**** RECORDS PROVIDED ****

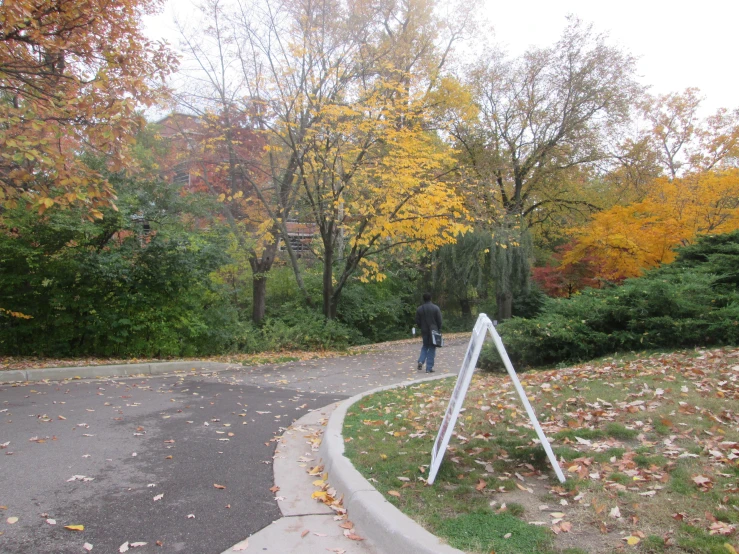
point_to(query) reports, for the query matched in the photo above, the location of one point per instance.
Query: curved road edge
(384, 525)
(120, 370)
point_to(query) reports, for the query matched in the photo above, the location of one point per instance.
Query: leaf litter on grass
(640, 441)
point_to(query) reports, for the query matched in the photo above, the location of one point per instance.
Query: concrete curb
(121, 370)
(386, 527)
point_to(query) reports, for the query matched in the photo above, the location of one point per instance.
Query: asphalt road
(128, 441)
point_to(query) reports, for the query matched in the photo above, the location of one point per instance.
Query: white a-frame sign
(482, 327)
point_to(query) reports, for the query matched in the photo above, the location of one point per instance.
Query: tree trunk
(504, 301)
(259, 297)
(466, 308)
(329, 309)
(260, 266)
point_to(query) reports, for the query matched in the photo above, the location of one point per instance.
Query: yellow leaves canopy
(629, 239)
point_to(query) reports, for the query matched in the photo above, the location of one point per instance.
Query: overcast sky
(679, 44)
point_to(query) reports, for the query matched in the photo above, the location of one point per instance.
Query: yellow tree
(342, 94)
(544, 120)
(626, 240)
(73, 74)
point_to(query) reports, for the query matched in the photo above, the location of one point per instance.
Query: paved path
(175, 436)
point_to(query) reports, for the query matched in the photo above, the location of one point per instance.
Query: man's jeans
(428, 353)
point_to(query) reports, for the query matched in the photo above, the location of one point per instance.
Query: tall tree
(626, 240)
(541, 116)
(339, 91)
(683, 141)
(73, 74)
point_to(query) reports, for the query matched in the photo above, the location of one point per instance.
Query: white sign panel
(482, 325)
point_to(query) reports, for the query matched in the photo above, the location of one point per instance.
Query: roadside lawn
(649, 446)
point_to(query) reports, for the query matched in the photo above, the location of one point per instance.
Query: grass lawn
(649, 446)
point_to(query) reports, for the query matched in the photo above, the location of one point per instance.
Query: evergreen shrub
(691, 302)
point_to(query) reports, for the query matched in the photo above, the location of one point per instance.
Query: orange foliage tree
(628, 239)
(72, 75)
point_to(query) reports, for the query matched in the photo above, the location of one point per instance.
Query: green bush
(107, 289)
(692, 302)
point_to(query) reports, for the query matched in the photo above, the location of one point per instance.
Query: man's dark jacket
(428, 318)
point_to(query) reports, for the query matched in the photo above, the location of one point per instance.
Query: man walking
(428, 318)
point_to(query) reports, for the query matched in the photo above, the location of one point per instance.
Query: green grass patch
(486, 531)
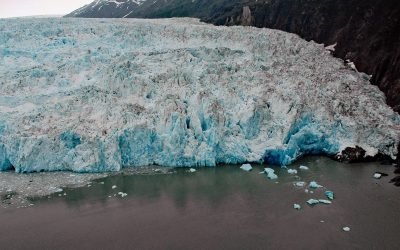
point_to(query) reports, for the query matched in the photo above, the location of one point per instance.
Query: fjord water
(215, 208)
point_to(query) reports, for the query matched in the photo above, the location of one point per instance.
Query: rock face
(94, 95)
(365, 32)
(107, 9)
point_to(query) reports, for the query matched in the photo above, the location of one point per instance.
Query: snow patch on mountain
(92, 95)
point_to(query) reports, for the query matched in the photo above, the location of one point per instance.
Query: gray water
(215, 208)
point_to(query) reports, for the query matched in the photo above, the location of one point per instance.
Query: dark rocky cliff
(367, 32)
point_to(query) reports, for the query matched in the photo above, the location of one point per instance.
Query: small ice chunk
(377, 175)
(297, 206)
(314, 184)
(270, 173)
(329, 195)
(303, 167)
(346, 229)
(300, 184)
(246, 167)
(324, 201)
(122, 194)
(312, 201)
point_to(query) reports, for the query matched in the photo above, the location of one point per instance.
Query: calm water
(215, 208)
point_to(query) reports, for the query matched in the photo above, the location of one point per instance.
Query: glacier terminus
(94, 95)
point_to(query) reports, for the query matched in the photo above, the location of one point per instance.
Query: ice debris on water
(324, 201)
(346, 229)
(314, 184)
(312, 201)
(246, 167)
(270, 173)
(122, 194)
(329, 195)
(303, 167)
(377, 175)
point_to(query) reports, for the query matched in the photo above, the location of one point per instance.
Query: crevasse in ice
(92, 95)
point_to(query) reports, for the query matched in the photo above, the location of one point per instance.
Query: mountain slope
(366, 31)
(107, 8)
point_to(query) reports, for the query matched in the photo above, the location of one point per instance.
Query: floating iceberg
(270, 173)
(324, 201)
(312, 202)
(91, 95)
(377, 175)
(246, 167)
(303, 167)
(329, 195)
(314, 184)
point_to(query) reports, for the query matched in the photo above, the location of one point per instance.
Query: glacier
(95, 95)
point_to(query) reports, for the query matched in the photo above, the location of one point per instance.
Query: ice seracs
(91, 95)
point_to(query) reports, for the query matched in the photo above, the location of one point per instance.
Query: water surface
(215, 208)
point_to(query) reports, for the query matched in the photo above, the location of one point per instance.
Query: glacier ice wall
(92, 95)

****

**WHAT IS REQUIRED:** Each entry must be retyped word for word, with every image omitted.

**RESULT FOR THIS EXERCISE:**
point_to(query) reports, for the query matched in the photo above, the location of one point per instance.
Query: curved road edge
(384, 525)
(120, 370)
point_to(query) reports, for the query matched in the photo above, the location of one point per instance.
Query: leaf litter on grass
(640, 441)
point_to(query) reports, for the query matched in the photo above, the location of one point per instance.
Query: concrete curb
(121, 370)
(386, 527)
point_to(query) reports, for the query matched in the photo above, the location of one point per instance.
Query: asphalt road
(128, 441)
point_to(query) reports, for the query matched in the photo above, the location of one point per instance.
Query: white a-frame sign
(482, 327)
point_to(query) reports, for the query matched in the photo above, the location of one point per instance.
Query: tree trunk
(504, 301)
(259, 297)
(466, 308)
(329, 309)
(260, 266)
point_to(query) reports, for the query matched in the photo above, the location of one point per instance.
Query: yellow leaves canopy
(629, 239)
point_to(query) reports, for the query matched in the photo above, the location of one point per instance.
Query: overcast sky
(679, 44)
point_to(query) reports, for the query matched in the photo above, the location of one point per instance.
Query: yellow tree
(342, 94)
(544, 120)
(626, 240)
(73, 74)
point_to(query) reports, for the query matched in the photo above, the location of one point per instance.
Query: paved path
(175, 436)
point_to(query) reports, for the query matched in the photo above, the location of one point per instance.
Query: man's jeans
(428, 353)
point_to(query) reports, for the query matched in the photo above, the location of one point per instance.
Query: tall tree
(626, 240)
(541, 116)
(339, 91)
(683, 141)
(73, 74)
point_to(query) reports, for the query matched in the photo above, the location of one point per instance.
Query: white sign panel
(482, 325)
point_to(query) reports, for the query matched in the photo above, the location of one point per instance.
Query: roadside lawn
(649, 446)
point_to(query) reports, for the query matched in the photo above, the location of one point per instance.
Query: grass lawn
(649, 446)
point_to(query) reports, for the query matched in the photo above, the location of one point per instance.
Query: evergreen shrub
(691, 302)
point_to(query) reports, for the query matched in the photo above, the location of one point per instance.
Query: orange foliage tree
(628, 239)
(72, 75)
point_to(query) reports, for the query matched in the photo above, the location of one point per instance.
Query: green bush
(107, 289)
(692, 302)
point_to(query) reports, for the query matched in the photo above, the location of one point per instance.
Query: man's dark jacket
(428, 318)
point_to(query) reports, for the query matched in the photo above, the location of one point per instance.
Query: man walking
(428, 318)
point_to(query) reports, for the query matched in the photo above, the location of one point per instance.
Query: green grass patch
(486, 531)
point_to(query) reports, for the query matched in the photo above, the location of one point per instance.
Query: fjord water
(215, 208)
point_to(query) reports, for the query matched in the photo above, the location of one point per instance.
Query: rock face
(94, 95)
(365, 32)
(107, 9)
point_to(query) reports, for the query matched in the photo above, the location of one point per instance.
Query: snow patch on mountain
(92, 95)
point_to(query) reports, for the query matched in the photo above, the location of one point per instance.
Query: gray water
(215, 208)
point_to(query) reports, for the query matched in the photo above, the location of one point per instance.
Query: dark rocky cliff
(367, 32)
point_to(query) reports, for the query matched in the photo above, the location of one point per instance.
Query: small ice chunk
(377, 175)
(297, 206)
(314, 184)
(270, 173)
(329, 195)
(303, 167)
(346, 229)
(300, 184)
(246, 167)
(324, 201)
(122, 194)
(312, 201)
point_to(query) reports, for the query matched in the photo above, the location of one point per instance.
Query: calm water
(215, 208)
point_to(query) reports, for the query matched in the photo above, the location of one point per instance.
Query: glacier terminus
(94, 95)
point_to(query) reports, for the query matched in the photo above, the location of one point per instance.
Query: ice debris on water
(324, 201)
(346, 229)
(314, 184)
(312, 201)
(246, 167)
(270, 173)
(122, 194)
(329, 195)
(303, 167)
(377, 175)
point_to(query) reports, for the query matched in the photo above, the location of one point per instance.
Query: crevasse in ice
(92, 95)
point_to(query) reports, for the query matched in the photo above, the location of one point per instance.
Query: mountain slope
(366, 31)
(107, 8)
point_to(query) reports, for the query matched in the photo above, the location of one point per instance.
Query: floating iceberg
(270, 173)
(324, 201)
(312, 202)
(91, 95)
(377, 175)
(246, 167)
(303, 167)
(329, 195)
(314, 184)
point_to(query) reports, for the query matched in the photo above, the location of one point per instance.
Query: glacier
(95, 95)
point_to(query) reports, for the query matched in the photo above, the location of one point per instance.
Query: ice seracs
(91, 95)
point_to(query) reports, for the query matched in the photo above, the location of one point per instance.
Query: water surface
(215, 208)
point_to(query) reports, for the query matched in the photo above, the location of one point per instance.
Query: glacier ice wall
(92, 95)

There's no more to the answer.